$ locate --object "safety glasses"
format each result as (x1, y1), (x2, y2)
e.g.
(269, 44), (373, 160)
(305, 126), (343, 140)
+ + +
• What you will do: Revise the data above by replacing "safety glasses" with "protective goggles" and leave everything else unchanged.

• Output:
$ locate --object "protective goggles"
format each result as (x1, y1), (x2, y2)
e.g.
(269, 44), (373, 160)
(305, 126), (343, 140)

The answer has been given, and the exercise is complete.